WORK REQUIRED:
Could you transcribe the entries below exactly, without any of the pictures?
### THE INPUT ###
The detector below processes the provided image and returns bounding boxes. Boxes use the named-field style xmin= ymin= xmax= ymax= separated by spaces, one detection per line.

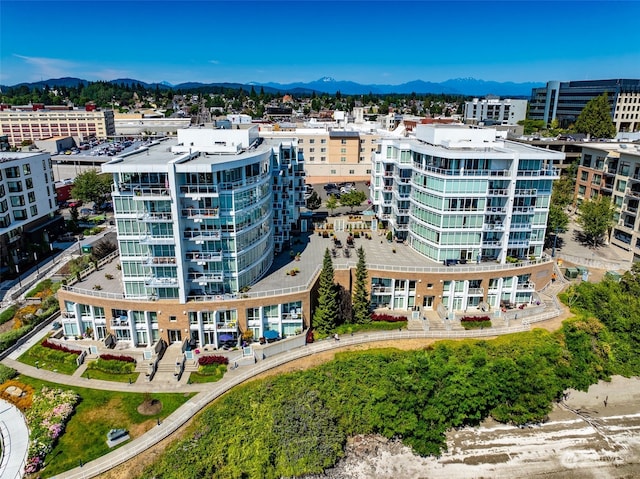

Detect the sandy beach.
xmin=306 ymin=375 xmax=640 ymax=479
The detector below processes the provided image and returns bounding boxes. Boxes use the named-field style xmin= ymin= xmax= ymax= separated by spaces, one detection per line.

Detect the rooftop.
xmin=66 ymin=214 xmax=552 ymax=303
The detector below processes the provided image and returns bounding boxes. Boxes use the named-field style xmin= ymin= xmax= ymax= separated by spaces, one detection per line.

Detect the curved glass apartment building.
xmin=371 ymin=125 xmax=562 ymax=264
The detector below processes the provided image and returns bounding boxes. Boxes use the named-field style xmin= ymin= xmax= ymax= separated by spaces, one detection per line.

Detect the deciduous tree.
xmin=71 ymin=169 xmax=112 ymax=207
xmin=577 ymin=195 xmax=615 ymax=246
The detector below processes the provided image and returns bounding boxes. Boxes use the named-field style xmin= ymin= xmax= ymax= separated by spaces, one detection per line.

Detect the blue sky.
xmin=1 ymin=0 xmax=639 ymax=86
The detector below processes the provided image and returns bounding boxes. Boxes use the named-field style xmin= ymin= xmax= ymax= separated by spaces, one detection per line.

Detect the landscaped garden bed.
xmin=18 ymin=339 xmax=82 ymax=375
xmin=460 ymin=315 xmax=492 ymax=330
xmin=188 ymin=355 xmax=228 ymax=384
xmin=83 ymin=353 xmax=139 ymax=383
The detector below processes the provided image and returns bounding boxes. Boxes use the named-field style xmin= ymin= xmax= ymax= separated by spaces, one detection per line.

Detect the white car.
xmin=340 ymin=185 xmax=354 ymax=194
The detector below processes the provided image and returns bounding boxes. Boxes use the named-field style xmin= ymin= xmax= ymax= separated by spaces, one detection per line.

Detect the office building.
xmin=529 ymin=79 xmax=640 ymax=132
xmin=370 ymin=125 xmax=562 ymax=263
xmin=0 ymin=104 xmax=115 ymax=147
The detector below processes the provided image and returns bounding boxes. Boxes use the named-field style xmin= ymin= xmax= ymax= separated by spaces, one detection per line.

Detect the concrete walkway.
xmin=0 ymin=400 xmax=29 ymax=479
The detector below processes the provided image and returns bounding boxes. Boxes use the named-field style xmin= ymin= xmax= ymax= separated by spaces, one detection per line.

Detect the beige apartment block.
xmin=614 ymin=91 xmax=640 ymax=134
xmin=261 ymin=127 xmax=380 ymax=184
xmin=0 ymin=104 xmax=115 ymax=147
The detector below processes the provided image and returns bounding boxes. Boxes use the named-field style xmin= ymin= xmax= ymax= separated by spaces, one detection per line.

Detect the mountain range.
xmin=2 ymin=77 xmax=542 ymax=97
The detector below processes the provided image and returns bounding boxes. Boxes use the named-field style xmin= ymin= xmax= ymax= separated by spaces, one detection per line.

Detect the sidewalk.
xmin=0 ymin=400 xmax=29 ymax=479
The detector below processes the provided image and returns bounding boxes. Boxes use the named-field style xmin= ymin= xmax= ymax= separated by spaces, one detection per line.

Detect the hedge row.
xmin=370 ymin=313 xmax=407 ymax=322
xmin=99 ymin=353 xmax=135 ymax=363
xmin=198 ymin=355 xmax=229 ymax=366
xmin=41 ymin=339 xmax=82 ymax=355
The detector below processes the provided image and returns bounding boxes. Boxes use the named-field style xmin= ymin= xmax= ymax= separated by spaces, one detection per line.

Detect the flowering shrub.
xmin=460 ymin=316 xmax=491 ymax=329
xmin=198 ymin=355 xmax=229 ymax=366
xmin=99 ymin=353 xmax=135 ymax=363
xmin=41 ymin=339 xmax=82 ymax=355
xmin=370 ymin=313 xmax=407 ymax=322
xmin=24 ymin=387 xmax=79 ymax=474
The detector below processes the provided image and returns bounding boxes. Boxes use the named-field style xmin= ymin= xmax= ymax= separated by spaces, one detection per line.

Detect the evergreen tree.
###
ANSWER AREA:
The detector below processes the provided image and returns bounding boxes. Boxes use the named-field style xmin= ymin= xmax= ymax= separated by spaces, one detection per line.


Detect the sandy beach.
xmin=306 ymin=375 xmax=640 ymax=479
The detector below processes the provided image and returns bounding boxes. Boxes use the named-field style xmin= ymin= xmax= ymax= separated by spaces, one detection per line.

Detect the rooftop.
xmin=66 ymin=214 xmax=552 ymax=303
The detector below processes the provided image and returns bounding boxes. Boxes use the named-field style xmin= ymin= xmax= ymax= separated by spaces, one detection per line.

Detect the curved glass apartment building.
xmin=371 ymin=125 xmax=562 ymax=264
The detector below processes the provided image and returns bounding boxes. Boxes use the named-field style xmin= ymin= xmax= ymax= separated by spaces, one detection per line.

Detect the deciduous tree.
xmin=71 ymin=169 xmax=112 ymax=207
xmin=577 ymin=195 xmax=615 ymax=246
The detector below processes the provided image and returns bounding boxes. Boxes use the named-field style xmin= ymin= xmax= ymax= separated by spaces, one detection per line.

Detect the blue sky.
xmin=1 ymin=0 xmax=639 ymax=86
The detector below processes the provided image and returns bounding boxes. Boxes use the named-field style xmin= ymin= xmax= ymax= separated by spaces, one detection per line.

Detect the landscaped garden bed.
xmin=18 ymin=339 xmax=82 ymax=375
xmin=460 ymin=315 xmax=492 ymax=330
xmin=188 ymin=355 xmax=228 ymax=384
xmin=83 ymin=353 xmax=139 ymax=383
The detector below processes the provided image and returns bounding boxes. Boxes use the named-field style xmin= ymin= xmax= ymax= separated by spaces, one detection per line.

Detect the white car.
xmin=340 ymin=185 xmax=354 ymax=194
The detector below processes the provided image and returns bounding boxes. Boxes use the named-field style xmin= ymin= xmax= ymax= separated by spaces, one detection per line.

Detect the office building.
xmin=529 ymin=79 xmax=640 ymax=132
xmin=370 ymin=125 xmax=562 ymax=263
xmin=0 ymin=104 xmax=115 ymax=147
The detector below processes the provided image and returns bounding boxes. Boxes use the named-field style xmin= ymin= xmax= ymax= separated by spaces, one detection per line.

Detect the concrete walkway.
xmin=0 ymin=400 xmax=29 ymax=479
The detector below processes the provided image and returns bounding boxes. Boxes use the named-field style xmin= ymin= xmax= ymax= separated by spaces, one detection per line.

Detect the beige apartment block.
xmin=614 ymin=91 xmax=640 ymax=134
xmin=261 ymin=127 xmax=380 ymax=184
xmin=0 ymin=104 xmax=115 ymax=147
The detector below processes the provided image and returns bounding boxes. Boxes use the named-field style xmin= ymin= xmax= ymax= separated by spaces, one detection per line.

Detect the mountain range.
xmin=2 ymin=77 xmax=542 ymax=97
The detector below processes the provided image and returns bounding boxes. Boxes use the named-field style xmin= ymin= xmax= ymax= separated by spaces, one detection per line.

Detect the sidewalk.
xmin=0 ymin=400 xmax=29 ymax=479
The detector below processes the provided image and returns bounding boxes. Boxes use the named-field style xmin= ymin= xmax= ymax= separated by spaces, one detection per line.

Detect the hedge row.
xmin=370 ymin=313 xmax=407 ymax=322
xmin=99 ymin=353 xmax=135 ymax=363
xmin=198 ymin=355 xmax=229 ymax=366
xmin=41 ymin=339 xmax=82 ymax=355
The detector below processes the provided image and returns bounding boxes. Boxes use the named-field style xmin= ymin= xmax= ymax= separated by spaces, one detection per line.

Detect the flowering shrub.
xmin=460 ymin=316 xmax=491 ymax=329
xmin=198 ymin=355 xmax=229 ymax=366
xmin=99 ymin=353 xmax=135 ymax=363
xmin=41 ymin=339 xmax=82 ymax=355
xmin=370 ymin=313 xmax=407 ymax=322
xmin=24 ymin=387 xmax=79 ymax=474
The detector below processes the provided image and returns bounding boxes. Boxes use the named-field style xmin= ymin= xmax= ymax= separated by spaces, one detection per line.

Detect the evergreen tree.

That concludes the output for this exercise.